___ Extracted text ___

11.00 am: On my return, I knuckled down to the task at hand, while listening to the sounds of Mars’ wind captured by NASA’s InSight Lander. The sonorities reminded me of the deep-end from my ‘Image and Inscription‘ composition. By lunchtime, I’d in mind developing the penultimate section of the composition as a cadenza. It would abandon the rhythmic underpinning of the rest of the composition and be improvised in performance. The two instruments would be the sampler pad and the turntable. As the afternoon proceeded, I tightened the sections, compressed ideas, weeded out irrelevancies, and enjoyed the composition’s fruition. A good day’s work. And fulfilling, to bout. 

Monday. 8.15 am: A communion. 9.00 am: Studiology. Boot-up and multiple software problems, which took an hour to unravel. Digital devices are as temperamental as biological entities. I reviewed Saturday’s contribution to the composition – deleting the ‘tinsel’ further and making less do more. The work will be performed. Therefore, the piece has to be made in order to be disassembled, loaded onto samplers, and reassembled in situ. (It’ll be a bit like an Ikea flatpack in this respect.) For this reason, it doesn’t pay to be too clever or complex. I’d like to be able to make a live capture of the piece, as I’d done of ‘Write the Vision and Make it Plain Upon Tables‘, at the ‘Visual Theology‘ conference in October.

___ Provided records ___

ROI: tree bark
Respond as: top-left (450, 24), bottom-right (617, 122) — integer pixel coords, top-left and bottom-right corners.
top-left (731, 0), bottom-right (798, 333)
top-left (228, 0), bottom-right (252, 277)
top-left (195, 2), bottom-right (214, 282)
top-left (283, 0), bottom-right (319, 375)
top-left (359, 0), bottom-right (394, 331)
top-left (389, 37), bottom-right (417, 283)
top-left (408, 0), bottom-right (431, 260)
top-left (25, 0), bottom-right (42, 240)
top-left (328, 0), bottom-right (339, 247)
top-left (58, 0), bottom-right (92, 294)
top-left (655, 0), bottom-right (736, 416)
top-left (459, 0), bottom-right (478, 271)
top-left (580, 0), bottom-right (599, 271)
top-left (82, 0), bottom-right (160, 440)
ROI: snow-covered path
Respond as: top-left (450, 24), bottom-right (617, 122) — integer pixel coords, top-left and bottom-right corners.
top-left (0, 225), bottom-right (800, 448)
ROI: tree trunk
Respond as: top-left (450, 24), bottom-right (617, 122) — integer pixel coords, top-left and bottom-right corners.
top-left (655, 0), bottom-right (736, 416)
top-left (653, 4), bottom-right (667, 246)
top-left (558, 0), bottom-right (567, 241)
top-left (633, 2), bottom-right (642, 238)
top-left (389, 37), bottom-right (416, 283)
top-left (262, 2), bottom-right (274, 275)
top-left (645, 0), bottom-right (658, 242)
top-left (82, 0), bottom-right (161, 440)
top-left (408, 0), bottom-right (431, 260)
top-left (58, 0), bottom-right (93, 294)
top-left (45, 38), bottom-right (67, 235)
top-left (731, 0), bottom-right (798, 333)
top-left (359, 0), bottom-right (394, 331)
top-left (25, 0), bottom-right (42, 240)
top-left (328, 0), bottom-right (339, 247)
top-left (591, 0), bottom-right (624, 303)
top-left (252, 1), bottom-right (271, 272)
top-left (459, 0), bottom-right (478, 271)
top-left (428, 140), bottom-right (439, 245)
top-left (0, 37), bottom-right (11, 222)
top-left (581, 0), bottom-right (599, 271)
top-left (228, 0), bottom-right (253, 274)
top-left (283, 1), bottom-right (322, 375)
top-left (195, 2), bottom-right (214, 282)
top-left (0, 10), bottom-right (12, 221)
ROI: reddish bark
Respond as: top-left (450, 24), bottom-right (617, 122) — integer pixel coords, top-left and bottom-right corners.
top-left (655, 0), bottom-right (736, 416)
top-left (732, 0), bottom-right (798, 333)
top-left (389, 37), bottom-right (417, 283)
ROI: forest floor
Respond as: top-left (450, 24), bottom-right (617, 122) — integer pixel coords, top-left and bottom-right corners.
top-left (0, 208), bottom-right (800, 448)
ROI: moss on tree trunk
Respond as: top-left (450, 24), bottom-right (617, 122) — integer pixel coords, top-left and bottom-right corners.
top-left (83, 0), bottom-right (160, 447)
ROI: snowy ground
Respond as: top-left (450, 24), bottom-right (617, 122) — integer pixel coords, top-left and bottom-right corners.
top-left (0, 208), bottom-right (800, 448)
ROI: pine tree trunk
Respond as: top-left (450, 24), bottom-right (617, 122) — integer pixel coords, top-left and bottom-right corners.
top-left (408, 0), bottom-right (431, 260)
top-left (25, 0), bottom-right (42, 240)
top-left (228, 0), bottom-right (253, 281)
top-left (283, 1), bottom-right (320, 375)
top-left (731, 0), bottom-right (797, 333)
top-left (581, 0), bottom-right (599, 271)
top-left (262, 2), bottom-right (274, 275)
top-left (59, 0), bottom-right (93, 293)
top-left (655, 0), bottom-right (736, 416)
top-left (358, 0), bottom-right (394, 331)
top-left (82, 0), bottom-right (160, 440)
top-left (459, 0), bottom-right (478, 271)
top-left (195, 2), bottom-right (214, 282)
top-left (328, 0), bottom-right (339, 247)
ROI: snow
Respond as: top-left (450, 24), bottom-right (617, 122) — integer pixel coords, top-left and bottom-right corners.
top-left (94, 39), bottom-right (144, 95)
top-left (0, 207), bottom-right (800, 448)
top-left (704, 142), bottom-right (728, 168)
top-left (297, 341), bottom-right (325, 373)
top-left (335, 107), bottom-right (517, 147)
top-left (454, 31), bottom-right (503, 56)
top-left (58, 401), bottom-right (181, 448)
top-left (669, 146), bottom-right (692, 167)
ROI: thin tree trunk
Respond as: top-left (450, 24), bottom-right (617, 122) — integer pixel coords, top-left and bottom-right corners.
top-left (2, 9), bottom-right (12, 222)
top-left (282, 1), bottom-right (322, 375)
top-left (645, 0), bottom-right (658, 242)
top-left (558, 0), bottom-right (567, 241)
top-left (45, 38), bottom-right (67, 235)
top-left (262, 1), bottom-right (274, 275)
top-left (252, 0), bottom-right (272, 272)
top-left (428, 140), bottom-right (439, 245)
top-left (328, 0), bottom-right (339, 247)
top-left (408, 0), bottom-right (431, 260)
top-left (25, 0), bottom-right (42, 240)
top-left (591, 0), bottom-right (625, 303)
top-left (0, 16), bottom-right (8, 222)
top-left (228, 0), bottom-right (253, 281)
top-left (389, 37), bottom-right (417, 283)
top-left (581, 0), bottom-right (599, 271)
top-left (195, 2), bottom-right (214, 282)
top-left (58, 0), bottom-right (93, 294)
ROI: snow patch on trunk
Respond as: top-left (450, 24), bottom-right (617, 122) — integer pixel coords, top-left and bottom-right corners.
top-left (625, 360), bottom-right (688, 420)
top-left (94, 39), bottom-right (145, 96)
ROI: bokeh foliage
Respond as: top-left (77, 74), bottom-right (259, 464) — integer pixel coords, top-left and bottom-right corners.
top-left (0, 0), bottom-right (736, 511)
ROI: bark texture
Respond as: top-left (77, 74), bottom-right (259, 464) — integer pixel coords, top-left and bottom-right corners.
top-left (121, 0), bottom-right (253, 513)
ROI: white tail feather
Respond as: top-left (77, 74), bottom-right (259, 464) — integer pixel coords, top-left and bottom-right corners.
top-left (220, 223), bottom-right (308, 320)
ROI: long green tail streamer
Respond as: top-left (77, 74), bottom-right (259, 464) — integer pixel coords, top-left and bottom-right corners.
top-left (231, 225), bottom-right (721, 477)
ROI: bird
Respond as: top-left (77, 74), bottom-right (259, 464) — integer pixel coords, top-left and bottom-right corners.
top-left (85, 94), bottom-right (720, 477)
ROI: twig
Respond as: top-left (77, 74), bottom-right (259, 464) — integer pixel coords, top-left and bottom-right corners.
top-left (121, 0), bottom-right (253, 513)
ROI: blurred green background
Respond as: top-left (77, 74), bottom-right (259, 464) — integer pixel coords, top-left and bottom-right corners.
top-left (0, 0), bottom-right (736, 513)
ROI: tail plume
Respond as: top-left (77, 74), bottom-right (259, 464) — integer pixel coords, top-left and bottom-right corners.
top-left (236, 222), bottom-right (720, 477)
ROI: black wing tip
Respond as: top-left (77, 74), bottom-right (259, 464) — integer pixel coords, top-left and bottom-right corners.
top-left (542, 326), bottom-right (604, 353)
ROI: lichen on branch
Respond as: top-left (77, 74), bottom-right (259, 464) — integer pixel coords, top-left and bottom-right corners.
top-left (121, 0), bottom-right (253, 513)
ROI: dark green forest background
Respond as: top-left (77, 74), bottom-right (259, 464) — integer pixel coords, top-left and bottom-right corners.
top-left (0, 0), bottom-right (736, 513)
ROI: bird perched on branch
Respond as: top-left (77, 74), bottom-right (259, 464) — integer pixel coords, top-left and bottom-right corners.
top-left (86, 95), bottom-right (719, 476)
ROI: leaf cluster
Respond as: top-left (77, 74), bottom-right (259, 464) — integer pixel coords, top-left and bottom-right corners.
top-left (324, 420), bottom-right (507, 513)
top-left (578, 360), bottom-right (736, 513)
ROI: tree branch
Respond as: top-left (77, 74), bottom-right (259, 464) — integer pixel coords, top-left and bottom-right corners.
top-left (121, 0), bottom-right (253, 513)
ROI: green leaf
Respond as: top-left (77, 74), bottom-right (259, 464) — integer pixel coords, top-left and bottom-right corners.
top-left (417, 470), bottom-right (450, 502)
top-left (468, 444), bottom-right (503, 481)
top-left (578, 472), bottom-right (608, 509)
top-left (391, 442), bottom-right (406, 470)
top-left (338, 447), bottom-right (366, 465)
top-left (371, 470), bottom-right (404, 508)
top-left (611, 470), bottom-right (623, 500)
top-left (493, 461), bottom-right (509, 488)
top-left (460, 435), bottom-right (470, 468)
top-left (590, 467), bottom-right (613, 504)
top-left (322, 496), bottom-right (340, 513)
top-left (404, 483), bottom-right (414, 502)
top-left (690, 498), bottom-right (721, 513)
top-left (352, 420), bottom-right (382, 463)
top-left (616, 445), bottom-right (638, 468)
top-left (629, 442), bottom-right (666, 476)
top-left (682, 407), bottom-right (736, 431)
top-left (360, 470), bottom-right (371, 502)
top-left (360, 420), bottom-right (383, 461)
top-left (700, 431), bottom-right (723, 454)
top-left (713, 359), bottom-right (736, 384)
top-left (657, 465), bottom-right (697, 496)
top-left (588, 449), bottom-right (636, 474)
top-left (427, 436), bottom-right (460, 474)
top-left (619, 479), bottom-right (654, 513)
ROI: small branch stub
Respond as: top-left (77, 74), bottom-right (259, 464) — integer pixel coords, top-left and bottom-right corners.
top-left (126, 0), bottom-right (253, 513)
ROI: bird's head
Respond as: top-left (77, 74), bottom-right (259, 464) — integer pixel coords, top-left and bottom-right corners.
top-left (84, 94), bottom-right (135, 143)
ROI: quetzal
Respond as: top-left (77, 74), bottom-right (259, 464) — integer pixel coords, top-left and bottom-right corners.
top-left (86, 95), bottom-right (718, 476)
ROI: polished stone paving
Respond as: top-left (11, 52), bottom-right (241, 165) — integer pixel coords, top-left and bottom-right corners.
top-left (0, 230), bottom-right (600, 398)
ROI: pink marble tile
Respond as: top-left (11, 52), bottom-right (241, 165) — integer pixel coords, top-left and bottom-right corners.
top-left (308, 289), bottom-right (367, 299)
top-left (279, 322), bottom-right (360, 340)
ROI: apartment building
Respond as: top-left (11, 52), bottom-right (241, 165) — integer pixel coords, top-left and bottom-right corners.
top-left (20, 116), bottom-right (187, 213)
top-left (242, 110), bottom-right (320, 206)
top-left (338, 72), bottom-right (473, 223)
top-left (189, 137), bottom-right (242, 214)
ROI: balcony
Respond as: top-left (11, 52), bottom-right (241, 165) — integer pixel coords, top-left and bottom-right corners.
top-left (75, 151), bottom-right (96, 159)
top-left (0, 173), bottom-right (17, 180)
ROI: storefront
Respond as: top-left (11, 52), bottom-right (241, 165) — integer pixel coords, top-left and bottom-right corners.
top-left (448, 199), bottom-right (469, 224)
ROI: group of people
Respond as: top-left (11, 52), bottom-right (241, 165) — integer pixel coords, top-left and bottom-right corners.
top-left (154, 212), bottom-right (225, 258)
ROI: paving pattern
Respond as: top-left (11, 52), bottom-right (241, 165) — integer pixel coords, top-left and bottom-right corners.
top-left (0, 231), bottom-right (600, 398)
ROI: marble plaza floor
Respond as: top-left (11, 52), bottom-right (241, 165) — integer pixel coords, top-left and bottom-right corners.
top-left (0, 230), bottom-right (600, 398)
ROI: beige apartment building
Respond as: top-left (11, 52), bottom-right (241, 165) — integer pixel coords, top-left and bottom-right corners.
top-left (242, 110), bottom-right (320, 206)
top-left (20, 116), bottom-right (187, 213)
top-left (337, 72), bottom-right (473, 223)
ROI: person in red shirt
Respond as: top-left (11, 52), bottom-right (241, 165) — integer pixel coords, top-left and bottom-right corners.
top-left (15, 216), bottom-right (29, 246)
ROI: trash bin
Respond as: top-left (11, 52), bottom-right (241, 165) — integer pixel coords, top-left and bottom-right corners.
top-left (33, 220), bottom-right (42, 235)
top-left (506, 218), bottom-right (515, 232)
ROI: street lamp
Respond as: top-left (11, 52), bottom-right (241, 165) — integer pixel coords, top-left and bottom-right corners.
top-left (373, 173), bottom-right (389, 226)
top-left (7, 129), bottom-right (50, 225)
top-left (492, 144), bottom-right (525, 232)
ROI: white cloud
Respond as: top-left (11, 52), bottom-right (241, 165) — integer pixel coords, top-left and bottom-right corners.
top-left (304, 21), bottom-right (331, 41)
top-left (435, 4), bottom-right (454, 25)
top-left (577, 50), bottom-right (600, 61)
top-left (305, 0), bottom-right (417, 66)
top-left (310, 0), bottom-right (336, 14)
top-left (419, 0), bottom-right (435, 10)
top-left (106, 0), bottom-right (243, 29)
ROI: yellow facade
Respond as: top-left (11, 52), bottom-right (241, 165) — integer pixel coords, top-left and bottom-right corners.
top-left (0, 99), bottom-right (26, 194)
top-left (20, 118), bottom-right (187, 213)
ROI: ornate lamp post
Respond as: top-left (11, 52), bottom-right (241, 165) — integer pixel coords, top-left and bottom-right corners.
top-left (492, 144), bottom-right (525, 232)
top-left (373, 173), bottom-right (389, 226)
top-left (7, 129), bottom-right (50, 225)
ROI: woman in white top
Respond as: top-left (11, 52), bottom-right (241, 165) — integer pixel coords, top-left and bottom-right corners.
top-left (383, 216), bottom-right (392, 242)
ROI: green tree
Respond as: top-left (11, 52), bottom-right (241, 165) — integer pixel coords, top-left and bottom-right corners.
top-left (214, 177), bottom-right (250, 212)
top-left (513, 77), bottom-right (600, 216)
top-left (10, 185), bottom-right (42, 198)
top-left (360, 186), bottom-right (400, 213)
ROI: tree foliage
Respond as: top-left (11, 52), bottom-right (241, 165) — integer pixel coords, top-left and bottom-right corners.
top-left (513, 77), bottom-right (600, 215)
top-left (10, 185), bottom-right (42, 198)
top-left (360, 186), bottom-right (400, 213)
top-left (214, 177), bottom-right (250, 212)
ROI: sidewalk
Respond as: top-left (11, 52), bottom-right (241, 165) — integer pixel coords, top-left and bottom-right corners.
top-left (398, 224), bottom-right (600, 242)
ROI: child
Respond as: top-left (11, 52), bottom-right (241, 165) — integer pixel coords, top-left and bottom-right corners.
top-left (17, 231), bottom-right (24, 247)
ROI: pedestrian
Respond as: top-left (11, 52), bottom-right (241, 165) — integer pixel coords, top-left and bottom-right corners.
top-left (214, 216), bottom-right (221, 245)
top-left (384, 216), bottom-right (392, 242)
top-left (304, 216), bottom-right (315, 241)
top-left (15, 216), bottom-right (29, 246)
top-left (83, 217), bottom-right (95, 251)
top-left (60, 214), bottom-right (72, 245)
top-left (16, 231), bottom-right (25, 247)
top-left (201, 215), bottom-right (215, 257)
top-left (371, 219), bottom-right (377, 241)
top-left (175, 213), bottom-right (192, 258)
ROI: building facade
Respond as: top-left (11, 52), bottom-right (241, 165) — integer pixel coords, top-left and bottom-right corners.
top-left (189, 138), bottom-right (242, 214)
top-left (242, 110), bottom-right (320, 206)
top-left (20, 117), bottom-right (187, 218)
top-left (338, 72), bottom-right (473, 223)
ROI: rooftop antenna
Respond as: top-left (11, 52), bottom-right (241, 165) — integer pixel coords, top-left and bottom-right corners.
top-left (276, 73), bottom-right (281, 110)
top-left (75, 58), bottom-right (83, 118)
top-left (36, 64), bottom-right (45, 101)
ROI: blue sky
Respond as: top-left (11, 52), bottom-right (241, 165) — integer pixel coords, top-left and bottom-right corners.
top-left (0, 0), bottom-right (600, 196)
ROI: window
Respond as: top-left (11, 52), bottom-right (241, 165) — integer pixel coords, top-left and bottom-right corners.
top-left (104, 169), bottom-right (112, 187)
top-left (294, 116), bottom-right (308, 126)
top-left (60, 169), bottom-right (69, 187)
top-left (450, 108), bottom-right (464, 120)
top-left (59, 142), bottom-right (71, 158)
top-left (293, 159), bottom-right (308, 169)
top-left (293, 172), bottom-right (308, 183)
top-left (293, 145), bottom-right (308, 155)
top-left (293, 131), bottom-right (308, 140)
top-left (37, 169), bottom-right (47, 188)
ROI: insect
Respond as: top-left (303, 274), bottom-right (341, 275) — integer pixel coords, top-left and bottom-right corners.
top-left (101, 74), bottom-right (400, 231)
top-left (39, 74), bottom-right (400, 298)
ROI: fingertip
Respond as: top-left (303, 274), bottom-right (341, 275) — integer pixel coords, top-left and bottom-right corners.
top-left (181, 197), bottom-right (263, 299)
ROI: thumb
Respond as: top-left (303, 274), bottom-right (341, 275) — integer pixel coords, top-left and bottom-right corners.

___

Repeat word for word the part of the composition diary above starting with "11.00 am: On" and going on through "fulfilling, to bout.".

__The completed task__.
11.00 am: On my return, I knuckled down to the task at hand, while listening to the sounds of Mars’ wind captured by NASA’s InSight Lander. The sonorities reminded me of the deep-end from my ‘Image and Inscription‘ composition. By lunchtime, I’d in mind developing the penultimate section of the composition as a cadenza. It would abandon the rhythmic underpinning of the rest of the composition and be improvised in performance. The two instruments would be the sampler pad and the turntable. As the afternoon proceeded, I tightened the sections, compressed ideas, weeded out irrelevancies, and enjoyed the composition’s fruition. A good day’s work. And fulfilling, to bout.